§ **REQUIRED ACTION**
Each record must appear in the answer exactly as it does in the data.
TASK DATA START
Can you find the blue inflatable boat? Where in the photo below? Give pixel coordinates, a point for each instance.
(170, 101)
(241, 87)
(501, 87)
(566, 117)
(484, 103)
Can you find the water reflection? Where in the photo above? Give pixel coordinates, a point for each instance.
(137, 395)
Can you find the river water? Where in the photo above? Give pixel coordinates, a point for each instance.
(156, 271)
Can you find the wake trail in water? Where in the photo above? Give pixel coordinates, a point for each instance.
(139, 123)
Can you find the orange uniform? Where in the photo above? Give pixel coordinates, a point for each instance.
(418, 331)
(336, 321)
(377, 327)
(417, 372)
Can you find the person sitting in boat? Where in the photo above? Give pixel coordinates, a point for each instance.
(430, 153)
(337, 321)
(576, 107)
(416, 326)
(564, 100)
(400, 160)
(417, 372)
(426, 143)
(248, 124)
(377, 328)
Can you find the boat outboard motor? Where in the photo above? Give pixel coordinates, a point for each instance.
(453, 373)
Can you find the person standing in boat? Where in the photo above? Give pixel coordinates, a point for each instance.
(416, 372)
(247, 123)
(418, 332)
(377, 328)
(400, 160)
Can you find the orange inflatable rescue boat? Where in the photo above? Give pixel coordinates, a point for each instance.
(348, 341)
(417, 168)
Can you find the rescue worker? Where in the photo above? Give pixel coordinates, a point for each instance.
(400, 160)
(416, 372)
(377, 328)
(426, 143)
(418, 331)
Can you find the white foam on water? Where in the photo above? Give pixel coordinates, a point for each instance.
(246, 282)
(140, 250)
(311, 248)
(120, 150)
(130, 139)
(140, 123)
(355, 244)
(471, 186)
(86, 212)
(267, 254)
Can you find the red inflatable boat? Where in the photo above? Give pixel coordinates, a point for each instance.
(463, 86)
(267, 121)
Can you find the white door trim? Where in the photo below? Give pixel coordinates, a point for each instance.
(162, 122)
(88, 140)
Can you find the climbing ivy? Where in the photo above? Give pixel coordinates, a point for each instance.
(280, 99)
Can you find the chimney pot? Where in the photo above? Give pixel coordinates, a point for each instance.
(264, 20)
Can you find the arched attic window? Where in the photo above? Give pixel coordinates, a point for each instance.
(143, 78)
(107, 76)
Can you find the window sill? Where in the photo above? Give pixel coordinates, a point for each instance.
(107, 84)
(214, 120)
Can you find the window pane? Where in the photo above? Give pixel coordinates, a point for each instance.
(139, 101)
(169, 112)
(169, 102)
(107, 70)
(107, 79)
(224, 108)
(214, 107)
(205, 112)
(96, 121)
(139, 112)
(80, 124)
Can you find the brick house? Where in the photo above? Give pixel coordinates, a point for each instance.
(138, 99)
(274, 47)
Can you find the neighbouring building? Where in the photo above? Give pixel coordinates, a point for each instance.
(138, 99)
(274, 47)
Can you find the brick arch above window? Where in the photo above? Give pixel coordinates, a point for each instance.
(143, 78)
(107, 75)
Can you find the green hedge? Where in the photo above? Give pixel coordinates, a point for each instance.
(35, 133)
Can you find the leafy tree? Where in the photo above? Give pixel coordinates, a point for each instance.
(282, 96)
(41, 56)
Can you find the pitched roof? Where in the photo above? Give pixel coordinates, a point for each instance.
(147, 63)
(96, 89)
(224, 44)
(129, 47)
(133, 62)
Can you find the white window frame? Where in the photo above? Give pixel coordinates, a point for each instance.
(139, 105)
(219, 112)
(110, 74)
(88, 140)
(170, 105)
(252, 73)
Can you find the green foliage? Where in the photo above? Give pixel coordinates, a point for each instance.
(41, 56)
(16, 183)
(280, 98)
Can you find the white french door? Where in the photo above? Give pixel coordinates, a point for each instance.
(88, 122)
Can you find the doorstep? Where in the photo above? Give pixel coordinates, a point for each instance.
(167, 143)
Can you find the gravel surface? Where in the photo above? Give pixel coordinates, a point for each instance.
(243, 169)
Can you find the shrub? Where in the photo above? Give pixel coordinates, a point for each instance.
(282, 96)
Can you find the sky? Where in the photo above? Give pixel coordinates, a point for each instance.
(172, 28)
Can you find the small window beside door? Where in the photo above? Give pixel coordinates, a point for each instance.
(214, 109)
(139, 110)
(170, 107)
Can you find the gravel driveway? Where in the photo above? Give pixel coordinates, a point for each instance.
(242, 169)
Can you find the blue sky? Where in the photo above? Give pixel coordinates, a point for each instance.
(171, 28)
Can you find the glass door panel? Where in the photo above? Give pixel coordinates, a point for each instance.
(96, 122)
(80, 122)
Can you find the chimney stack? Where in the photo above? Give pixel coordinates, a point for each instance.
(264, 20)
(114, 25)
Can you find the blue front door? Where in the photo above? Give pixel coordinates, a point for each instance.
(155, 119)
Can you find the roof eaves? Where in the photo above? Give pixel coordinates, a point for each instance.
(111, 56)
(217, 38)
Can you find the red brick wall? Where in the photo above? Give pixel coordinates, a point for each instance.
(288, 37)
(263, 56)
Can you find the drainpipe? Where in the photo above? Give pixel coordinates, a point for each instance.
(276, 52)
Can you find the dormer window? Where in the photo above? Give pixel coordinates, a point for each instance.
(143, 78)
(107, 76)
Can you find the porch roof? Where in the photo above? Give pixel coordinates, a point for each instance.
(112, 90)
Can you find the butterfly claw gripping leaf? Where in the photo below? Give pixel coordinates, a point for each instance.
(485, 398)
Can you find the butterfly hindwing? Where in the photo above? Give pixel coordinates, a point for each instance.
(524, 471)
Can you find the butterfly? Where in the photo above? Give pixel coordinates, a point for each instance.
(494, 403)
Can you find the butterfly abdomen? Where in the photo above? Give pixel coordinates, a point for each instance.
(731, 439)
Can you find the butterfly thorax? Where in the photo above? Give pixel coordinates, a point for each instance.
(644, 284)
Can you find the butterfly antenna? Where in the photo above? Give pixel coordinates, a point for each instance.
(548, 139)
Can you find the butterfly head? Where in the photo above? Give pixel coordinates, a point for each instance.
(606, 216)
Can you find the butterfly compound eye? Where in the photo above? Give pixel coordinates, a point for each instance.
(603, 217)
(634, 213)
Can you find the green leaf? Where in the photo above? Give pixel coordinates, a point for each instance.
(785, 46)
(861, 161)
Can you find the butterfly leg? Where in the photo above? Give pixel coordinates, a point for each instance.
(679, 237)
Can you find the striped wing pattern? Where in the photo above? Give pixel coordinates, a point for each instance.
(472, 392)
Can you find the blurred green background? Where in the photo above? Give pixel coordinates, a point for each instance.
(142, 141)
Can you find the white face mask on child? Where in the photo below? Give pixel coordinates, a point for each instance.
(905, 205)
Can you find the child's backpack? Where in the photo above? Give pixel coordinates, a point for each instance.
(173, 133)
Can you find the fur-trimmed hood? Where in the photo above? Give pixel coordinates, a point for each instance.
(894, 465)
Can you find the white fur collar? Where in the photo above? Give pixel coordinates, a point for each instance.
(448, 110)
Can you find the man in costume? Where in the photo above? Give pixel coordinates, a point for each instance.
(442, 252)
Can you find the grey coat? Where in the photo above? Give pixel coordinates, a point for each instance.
TASK DATA END
§ **RESULT OF THE EXERCISE**
Can you find the blue inflatable boat? Where in the photo below? Give pixel coordinates, a point for each instance.
(170, 101)
(241, 87)
(501, 87)
(566, 117)
(484, 103)
Can you find the water reflection? Where in the photo above? Give pixel coordinates, a point for each instance.
(137, 395)
Can you find the river water? Where in the photo above? Give pixel coordinates, a point for each instance.
(156, 271)
Can you find the wake trail in water? Where in the photo above? Give pixel coordinates, a point for each instance.
(139, 123)
Can you find the orange uniform? Where in the photo above? Give pixel coordinates, a point for each instance.
(418, 331)
(336, 321)
(377, 327)
(417, 372)
Can you find the person sitting in boat? Where in the photo above? Give pixel coordinates, a point for each instance.
(430, 153)
(337, 321)
(576, 107)
(416, 326)
(564, 100)
(400, 160)
(417, 372)
(426, 143)
(248, 124)
(377, 328)
Can you find the boat outboard motor? Where in the photo above? Give pixel coordinates, a point for each instance.
(453, 373)
Can you find the person standing in boat? Where in the photo above? Give pixel coordinates, a point for each instance.
(416, 372)
(247, 123)
(418, 332)
(377, 328)
(400, 160)
Can you find the orange inflatable rescue boat? Where in the photo above? Give pixel coordinates, a point for each instance.
(348, 341)
(417, 168)
Can you find the rescue worker? Where in the photo above? Give pixel coordinates, a point for each instance.
(400, 160)
(416, 372)
(377, 328)
(426, 143)
(418, 331)
Can you find the white foam on water? Where in the photo above? Give pixel coordinates, a point for each instance.
(246, 282)
(140, 250)
(311, 248)
(120, 150)
(130, 139)
(140, 123)
(355, 244)
(471, 186)
(86, 212)
(267, 254)
Can you find the red inflatable boat? Where in the photo above? Give pixel coordinates, a point for each instance.
(463, 86)
(267, 121)
Can you find the white door trim? Where in the photo below? Give pixel coordinates, a point for each instance.
(162, 122)
(88, 140)
Can you find the climbing ivy? Where in the photo above? Give pixel coordinates, a point for each instance.
(280, 99)
Can you find the chimney pot? Where in the photo above? Give pixel coordinates, a point for each instance.
(264, 20)
Can you find the arched attic window? Where in the photo above? Give pixel coordinates, a point for each instance.
(143, 78)
(107, 76)
Can you find the window sill? Where in the photo above? Give pixel coordinates, a point for each instance.
(107, 84)
(214, 120)
Can you find the window pane? Where in the photo above? Give pixel coordinates, a point for each instance.
(139, 101)
(169, 112)
(169, 102)
(107, 70)
(107, 79)
(224, 108)
(214, 107)
(205, 112)
(96, 121)
(139, 112)
(80, 124)
Can you find the brick house? Where in the photo above? Give pixel coordinates, a point for each instance.
(138, 99)
(274, 47)
Can you find the neighbouring building? Where in the photo above? Give pixel coordinates, a point for each instance.
(138, 99)
(274, 47)
Can you find the brick arch above window? Where in the photo above? Give pixel coordinates, a point for each instance.
(143, 78)
(107, 75)
Can you find the green hedge? Where in the photo above? Give pixel coordinates, a point for each instance.
(35, 133)
Can you find the leafy tree? Where in the photo above? Give pixel coordinates, a point for each instance.
(282, 96)
(41, 56)
Can you find the pitched roof? Where in the photo above? Give pixel coordinates, a point for each instance.
(147, 63)
(96, 89)
(224, 44)
(129, 47)
(133, 62)
Can you find the white window frame? Where in the photo above? Give pixel coordinates, a point for each instance.
(139, 105)
(219, 112)
(110, 74)
(88, 140)
(170, 105)
(252, 73)
Can you find the green foliage? Where in the photo above? Give pixel coordinates, a point for each instance.
(41, 56)
(16, 183)
(280, 98)
Can you find the white french door? Where in the photo above? Give pixel coordinates, a point for each instance.
(88, 122)
Can you find the doorstep? Where in the photo above? Give pixel coordinates, a point for each instance.
(167, 143)
Can you find the gravel surface? Where in the photo above? Give pixel coordinates, a point for each instance.
(243, 169)
Can you find the shrub? Where in the photo above? Give pixel coordinates, a point for each instance.
(282, 96)
Can you find the sky? Where in the photo above? Give pixel coordinates, a point for each instance.
(172, 28)
Can you find the small window beside door? Where in the photo above? Give pixel coordinates, a point for each instance.
(214, 109)
(139, 110)
(170, 107)
Can you find the gravel driveway? Where in the photo above? Give pixel coordinates, a point for each instance.
(242, 169)
Can you find the blue sky? Where in the photo above? Give pixel coordinates, a point for each instance.
(171, 28)
Can you find the glass door panel? Where in the photo above? Give pixel coordinates, a point for each instance.
(96, 122)
(80, 122)
Can you find the chimney stack? Where in the photo above? Give pixel coordinates, a point for each instance.
(264, 20)
(114, 25)
Can you find the blue front door? Where in the photo above? Give pixel coordinates, a point for each instance.
(155, 119)
Can you find the roof eaves? Where in the photo above? Give pixel coordinates, a point for each instance.
(111, 56)
(217, 38)
Can you find the red brick wall? Where in the photo above? Give pixel coordinates, a point for each instance.
(288, 37)
(263, 56)
Can you find the drainpipe? Where in the photo above? Give pixel coordinates, a point for each instance.
(276, 52)
Can you find the dormer window? Where in the photo above? Give pixel coordinates, a point for each instance.
(143, 78)
(107, 76)
Can you find the porch roof? Where in the photo above? Give pixel coordinates, a point for each instance.
(112, 90)
Can you find the butterfly claw gripping leaf? Where in the photo below? Give pixel coordinates, a point for each instance.
(485, 398)
Can you find the butterfly hindwing? Where in the photo above? Give pixel coordinates, a point for each instance.
(524, 471)
Can you find the butterfly? Where in the photo above? Give pixel coordinates, a point for each instance.
(494, 403)
Can you find the butterfly abdomen? Where in the photo above? Give pixel coordinates, a point for each instance.
(731, 439)
Can you find the butterfly thorax? Where in the photo above? Give pixel coordinates, a point for each instance.
(644, 284)
Can you find the butterfly antenna? Where in the photo above? Give pixel coordinates, a point for each instance.
(548, 139)
Can you find the butterfly head? Where in the photo above? Give pixel coordinates, a point for each instance.
(606, 216)
Can you find the butterfly compound eye? Where in the photo above? Give pixel coordinates, a point for each instance.
(603, 217)
(634, 213)
Can you find the green leaf? Where in the photo above? Give pixel coordinates, a point for each instance.
(785, 46)
(861, 161)
Can you find the butterfly leg? Where in the photo above? Give pixel coordinates, a point for each instance.
(679, 237)
Can you find the striped wing pattern? Where in the photo above? Give pixel coordinates, a point for each instance.
(472, 392)
Can you find the blurred green background? Where in the photo above? Give pixel coordinates, a point for each instance.
(142, 141)
Can you find the white face mask on child? Where in the photo below? Give pixel coordinates, a point for each instance.
(905, 205)
Can you find the child's backpack? Where in the photo above? Give pixel coordinates, a point for each instance.
(173, 133)
Can you find the fur-trimmed hood? Where in the photo above? Give pixel coordinates, a point for each instance.
(894, 465)
Can you find the white fur collar? Where in the photo above? Give pixel coordinates, a point for each instance.
(448, 110)
Can you find the man in costume? Where in the photo above? Give pixel coordinates, a point for each instance.
(442, 252)
Can you find the grey coat? Where in the photo above? Give pixel coordinates, a point for each instance.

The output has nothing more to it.